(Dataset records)
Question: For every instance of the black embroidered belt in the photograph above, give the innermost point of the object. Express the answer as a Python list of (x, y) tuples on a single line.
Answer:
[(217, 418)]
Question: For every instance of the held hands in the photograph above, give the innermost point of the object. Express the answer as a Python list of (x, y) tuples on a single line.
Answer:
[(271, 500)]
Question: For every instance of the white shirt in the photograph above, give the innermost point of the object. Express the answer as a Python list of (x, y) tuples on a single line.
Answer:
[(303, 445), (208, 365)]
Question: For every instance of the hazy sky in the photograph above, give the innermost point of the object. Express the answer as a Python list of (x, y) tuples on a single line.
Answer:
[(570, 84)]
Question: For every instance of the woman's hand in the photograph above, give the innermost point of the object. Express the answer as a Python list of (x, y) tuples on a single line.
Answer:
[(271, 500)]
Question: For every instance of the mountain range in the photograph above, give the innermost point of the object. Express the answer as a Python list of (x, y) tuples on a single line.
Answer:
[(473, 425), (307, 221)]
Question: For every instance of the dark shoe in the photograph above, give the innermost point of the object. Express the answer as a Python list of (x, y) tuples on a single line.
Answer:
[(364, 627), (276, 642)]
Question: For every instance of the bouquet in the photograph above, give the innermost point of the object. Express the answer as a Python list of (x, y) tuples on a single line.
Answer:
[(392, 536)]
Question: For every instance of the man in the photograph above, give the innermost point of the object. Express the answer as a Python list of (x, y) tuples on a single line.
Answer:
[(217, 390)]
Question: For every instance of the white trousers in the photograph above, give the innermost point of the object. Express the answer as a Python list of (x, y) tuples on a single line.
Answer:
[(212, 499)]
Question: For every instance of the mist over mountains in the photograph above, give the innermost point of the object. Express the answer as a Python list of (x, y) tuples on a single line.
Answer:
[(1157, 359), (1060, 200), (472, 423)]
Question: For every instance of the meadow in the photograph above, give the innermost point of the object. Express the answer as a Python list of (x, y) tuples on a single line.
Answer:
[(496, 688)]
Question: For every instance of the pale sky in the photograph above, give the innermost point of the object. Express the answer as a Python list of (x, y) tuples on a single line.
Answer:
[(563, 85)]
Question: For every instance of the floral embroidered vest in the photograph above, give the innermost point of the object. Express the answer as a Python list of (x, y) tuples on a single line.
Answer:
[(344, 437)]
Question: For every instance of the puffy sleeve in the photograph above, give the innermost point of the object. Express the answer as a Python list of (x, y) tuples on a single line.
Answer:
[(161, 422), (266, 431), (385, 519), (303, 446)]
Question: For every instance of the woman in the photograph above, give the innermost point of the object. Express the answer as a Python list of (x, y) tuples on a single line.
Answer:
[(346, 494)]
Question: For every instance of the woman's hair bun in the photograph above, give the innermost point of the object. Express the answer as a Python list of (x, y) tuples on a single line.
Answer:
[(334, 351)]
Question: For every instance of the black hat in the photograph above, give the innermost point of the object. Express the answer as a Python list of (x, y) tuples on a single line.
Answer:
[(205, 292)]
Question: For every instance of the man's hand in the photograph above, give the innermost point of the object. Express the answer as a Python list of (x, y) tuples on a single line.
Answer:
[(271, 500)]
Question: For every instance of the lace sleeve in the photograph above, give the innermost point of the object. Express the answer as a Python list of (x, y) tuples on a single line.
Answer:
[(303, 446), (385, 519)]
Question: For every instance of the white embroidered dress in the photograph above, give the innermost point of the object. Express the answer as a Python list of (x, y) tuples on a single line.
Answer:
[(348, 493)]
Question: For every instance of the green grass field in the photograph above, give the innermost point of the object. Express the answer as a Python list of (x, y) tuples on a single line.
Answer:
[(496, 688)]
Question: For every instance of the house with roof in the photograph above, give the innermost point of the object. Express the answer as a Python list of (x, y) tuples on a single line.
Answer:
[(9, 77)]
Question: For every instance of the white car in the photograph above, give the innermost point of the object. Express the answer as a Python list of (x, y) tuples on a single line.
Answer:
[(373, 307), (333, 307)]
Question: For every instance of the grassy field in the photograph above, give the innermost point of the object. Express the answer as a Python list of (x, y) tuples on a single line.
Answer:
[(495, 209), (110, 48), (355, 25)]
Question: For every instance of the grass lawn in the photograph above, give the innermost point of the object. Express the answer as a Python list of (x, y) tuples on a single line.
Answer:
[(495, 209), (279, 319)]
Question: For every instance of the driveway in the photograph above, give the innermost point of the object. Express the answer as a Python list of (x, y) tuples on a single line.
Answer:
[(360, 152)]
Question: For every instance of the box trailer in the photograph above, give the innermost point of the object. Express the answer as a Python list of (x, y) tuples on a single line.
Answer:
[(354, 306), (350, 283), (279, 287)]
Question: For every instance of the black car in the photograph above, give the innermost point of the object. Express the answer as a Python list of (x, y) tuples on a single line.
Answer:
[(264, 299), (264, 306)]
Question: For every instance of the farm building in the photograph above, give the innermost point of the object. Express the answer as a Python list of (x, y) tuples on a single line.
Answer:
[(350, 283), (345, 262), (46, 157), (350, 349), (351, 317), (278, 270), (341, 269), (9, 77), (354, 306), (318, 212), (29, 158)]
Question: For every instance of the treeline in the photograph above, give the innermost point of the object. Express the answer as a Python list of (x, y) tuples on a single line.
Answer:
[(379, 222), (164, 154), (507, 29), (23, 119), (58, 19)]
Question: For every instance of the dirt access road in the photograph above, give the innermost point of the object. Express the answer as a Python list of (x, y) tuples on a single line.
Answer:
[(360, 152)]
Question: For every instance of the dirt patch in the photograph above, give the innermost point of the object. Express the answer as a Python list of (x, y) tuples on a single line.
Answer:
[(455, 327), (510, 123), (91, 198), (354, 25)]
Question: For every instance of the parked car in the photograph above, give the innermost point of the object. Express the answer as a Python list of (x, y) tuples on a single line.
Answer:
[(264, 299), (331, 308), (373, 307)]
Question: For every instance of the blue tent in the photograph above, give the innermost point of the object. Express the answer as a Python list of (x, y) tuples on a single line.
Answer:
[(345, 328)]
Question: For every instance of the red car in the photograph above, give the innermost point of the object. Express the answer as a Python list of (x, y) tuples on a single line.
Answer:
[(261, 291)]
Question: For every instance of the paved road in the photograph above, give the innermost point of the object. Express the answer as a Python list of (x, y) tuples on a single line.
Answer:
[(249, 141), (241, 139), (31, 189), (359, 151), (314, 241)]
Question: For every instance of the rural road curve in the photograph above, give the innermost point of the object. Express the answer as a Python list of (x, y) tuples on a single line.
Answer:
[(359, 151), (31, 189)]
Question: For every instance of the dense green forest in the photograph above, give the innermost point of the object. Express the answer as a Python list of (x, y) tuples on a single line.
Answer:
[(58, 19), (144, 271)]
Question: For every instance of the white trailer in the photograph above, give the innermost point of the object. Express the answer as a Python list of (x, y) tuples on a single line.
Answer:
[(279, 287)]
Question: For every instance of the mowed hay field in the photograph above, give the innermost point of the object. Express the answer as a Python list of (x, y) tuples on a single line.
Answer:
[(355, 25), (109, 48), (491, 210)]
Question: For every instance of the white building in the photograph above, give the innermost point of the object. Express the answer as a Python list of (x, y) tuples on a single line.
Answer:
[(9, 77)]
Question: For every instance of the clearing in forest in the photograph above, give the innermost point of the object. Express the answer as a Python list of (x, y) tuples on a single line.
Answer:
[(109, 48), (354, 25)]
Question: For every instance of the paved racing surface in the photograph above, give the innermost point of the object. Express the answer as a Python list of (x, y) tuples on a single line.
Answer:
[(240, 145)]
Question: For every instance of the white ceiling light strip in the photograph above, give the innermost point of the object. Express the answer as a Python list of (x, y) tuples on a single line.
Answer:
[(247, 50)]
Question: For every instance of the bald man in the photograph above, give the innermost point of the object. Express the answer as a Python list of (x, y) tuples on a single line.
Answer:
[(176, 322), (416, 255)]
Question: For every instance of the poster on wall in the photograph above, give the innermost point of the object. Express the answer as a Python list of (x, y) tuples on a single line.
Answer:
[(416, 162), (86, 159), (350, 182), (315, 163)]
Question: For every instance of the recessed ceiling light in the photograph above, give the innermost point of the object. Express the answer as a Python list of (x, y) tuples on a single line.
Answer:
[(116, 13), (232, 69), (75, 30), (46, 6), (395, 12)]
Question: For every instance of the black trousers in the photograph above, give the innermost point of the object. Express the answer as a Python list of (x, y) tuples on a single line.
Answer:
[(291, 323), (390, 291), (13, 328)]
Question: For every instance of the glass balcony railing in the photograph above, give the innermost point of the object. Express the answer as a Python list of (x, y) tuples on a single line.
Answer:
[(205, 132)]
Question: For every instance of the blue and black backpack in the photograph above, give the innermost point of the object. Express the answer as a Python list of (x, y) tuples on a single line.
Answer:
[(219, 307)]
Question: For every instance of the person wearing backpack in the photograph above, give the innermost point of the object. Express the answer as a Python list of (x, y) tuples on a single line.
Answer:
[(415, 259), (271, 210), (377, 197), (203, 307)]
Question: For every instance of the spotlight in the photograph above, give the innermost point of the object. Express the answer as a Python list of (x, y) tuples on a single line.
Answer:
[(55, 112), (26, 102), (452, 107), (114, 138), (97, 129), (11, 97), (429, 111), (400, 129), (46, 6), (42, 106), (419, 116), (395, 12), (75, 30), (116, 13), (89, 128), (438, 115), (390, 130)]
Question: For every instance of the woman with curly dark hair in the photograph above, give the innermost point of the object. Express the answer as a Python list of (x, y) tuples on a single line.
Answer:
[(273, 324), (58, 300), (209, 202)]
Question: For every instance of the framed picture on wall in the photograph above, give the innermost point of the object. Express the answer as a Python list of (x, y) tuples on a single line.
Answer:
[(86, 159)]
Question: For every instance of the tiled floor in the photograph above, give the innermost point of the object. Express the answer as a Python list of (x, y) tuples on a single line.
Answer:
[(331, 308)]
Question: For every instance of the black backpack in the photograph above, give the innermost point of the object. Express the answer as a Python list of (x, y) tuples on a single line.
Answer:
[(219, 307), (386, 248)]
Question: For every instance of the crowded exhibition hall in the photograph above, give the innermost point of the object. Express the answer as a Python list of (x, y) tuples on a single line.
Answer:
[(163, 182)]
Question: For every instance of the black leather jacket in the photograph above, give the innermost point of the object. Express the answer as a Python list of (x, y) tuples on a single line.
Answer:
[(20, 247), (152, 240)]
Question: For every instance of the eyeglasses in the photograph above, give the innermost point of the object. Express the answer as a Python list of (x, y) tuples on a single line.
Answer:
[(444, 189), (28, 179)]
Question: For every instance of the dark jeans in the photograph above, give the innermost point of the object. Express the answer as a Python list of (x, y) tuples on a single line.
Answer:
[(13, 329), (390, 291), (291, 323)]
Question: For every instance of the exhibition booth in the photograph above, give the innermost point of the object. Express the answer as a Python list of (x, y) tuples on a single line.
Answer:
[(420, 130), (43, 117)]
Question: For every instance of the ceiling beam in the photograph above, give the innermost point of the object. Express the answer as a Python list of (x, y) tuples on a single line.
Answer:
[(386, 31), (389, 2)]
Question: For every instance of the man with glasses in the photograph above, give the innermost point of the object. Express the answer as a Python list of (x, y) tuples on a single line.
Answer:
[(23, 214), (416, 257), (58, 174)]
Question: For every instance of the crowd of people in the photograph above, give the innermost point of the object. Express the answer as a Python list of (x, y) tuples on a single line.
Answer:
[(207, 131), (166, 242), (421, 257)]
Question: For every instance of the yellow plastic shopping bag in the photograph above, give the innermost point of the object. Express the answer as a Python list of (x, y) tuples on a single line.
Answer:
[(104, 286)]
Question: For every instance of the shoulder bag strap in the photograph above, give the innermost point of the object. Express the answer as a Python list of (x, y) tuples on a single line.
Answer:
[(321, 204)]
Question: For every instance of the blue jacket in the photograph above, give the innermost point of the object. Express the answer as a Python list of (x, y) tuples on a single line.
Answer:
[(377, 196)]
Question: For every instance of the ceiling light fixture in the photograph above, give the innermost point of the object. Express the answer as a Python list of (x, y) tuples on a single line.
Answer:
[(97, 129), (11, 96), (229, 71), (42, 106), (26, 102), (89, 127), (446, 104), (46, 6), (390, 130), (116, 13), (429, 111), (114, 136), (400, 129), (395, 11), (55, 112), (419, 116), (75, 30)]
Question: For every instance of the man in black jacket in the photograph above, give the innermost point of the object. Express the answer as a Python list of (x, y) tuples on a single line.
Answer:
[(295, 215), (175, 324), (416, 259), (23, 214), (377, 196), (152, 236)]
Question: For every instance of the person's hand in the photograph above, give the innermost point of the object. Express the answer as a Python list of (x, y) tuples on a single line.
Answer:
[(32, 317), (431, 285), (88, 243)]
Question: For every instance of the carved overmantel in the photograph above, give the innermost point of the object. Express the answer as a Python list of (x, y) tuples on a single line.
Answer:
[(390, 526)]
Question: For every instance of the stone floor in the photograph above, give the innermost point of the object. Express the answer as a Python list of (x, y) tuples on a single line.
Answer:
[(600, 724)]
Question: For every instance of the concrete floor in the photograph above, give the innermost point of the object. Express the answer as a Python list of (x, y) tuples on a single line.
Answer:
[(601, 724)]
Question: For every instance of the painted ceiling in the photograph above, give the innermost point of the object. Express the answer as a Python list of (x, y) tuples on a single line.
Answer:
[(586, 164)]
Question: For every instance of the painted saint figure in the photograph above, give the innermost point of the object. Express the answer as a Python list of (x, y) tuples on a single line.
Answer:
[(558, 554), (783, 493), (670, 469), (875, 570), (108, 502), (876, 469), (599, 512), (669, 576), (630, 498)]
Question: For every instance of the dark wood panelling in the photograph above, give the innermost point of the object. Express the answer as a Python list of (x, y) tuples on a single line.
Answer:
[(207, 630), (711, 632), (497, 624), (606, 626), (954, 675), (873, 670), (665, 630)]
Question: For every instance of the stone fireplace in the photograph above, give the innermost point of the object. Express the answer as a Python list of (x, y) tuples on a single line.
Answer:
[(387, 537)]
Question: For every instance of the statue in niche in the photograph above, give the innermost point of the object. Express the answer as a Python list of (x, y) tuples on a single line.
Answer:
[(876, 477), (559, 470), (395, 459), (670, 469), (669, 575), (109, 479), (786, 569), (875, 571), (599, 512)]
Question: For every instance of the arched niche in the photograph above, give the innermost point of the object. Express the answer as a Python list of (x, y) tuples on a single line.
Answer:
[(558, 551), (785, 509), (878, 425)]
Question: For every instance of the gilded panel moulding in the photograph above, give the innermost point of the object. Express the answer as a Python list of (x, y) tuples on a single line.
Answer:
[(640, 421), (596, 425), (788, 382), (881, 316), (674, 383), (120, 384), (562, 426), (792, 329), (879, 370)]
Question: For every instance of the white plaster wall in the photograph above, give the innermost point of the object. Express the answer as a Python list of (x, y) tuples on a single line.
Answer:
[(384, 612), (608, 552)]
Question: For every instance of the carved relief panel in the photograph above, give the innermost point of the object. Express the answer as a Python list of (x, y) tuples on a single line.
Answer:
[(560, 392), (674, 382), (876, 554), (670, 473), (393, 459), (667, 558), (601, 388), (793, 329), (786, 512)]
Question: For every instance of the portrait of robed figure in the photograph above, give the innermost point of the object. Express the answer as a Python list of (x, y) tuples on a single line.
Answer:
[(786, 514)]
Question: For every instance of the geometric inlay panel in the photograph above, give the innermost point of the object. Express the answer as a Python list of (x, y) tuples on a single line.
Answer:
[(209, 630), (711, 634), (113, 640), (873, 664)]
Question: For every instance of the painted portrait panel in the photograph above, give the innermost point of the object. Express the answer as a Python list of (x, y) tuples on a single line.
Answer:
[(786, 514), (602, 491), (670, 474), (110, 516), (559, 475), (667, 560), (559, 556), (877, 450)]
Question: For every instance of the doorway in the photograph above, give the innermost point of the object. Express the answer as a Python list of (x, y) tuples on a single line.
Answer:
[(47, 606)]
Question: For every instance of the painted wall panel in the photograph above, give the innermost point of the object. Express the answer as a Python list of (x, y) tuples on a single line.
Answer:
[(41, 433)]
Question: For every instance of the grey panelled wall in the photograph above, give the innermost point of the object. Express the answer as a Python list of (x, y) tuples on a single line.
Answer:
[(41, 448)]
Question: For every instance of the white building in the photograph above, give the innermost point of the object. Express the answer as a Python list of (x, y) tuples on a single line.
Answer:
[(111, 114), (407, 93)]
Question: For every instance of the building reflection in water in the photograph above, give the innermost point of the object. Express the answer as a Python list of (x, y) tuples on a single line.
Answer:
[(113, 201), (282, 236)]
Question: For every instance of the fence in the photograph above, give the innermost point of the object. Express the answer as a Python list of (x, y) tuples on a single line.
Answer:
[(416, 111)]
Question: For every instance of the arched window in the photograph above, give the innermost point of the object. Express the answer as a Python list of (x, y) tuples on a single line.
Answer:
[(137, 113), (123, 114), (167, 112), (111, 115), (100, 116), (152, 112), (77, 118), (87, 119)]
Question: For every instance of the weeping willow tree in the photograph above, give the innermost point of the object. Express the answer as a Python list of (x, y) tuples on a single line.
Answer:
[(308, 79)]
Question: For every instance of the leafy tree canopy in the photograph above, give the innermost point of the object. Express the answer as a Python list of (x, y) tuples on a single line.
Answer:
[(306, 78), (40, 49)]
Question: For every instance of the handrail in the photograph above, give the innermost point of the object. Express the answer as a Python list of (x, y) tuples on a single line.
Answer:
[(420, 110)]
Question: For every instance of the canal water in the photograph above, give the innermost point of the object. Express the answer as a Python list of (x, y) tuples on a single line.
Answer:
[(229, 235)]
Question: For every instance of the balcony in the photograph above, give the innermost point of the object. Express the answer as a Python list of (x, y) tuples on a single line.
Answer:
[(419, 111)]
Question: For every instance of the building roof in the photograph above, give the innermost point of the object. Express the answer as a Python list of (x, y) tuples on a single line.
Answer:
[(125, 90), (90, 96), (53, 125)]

**Goal of the exercise:**
Rewrite everything from the line containing "Question: For every instance of the arched window" down to the line containing "118), (87, 119)]", both included, with the request text unchanged. Multiply every coordinate in the answers by 2.45 and round each result to a whole number, with halves rounding up.

**Task response:**
Question: For every instance of the arched window in the photograph above, give the innermost point of the object. Express the answer as a Python list of (x, y) tuples on a single line.
Answer:
[(336, 277), (301, 279), (409, 274), (272, 282), (245, 284), (372, 274), (189, 289), (213, 292)]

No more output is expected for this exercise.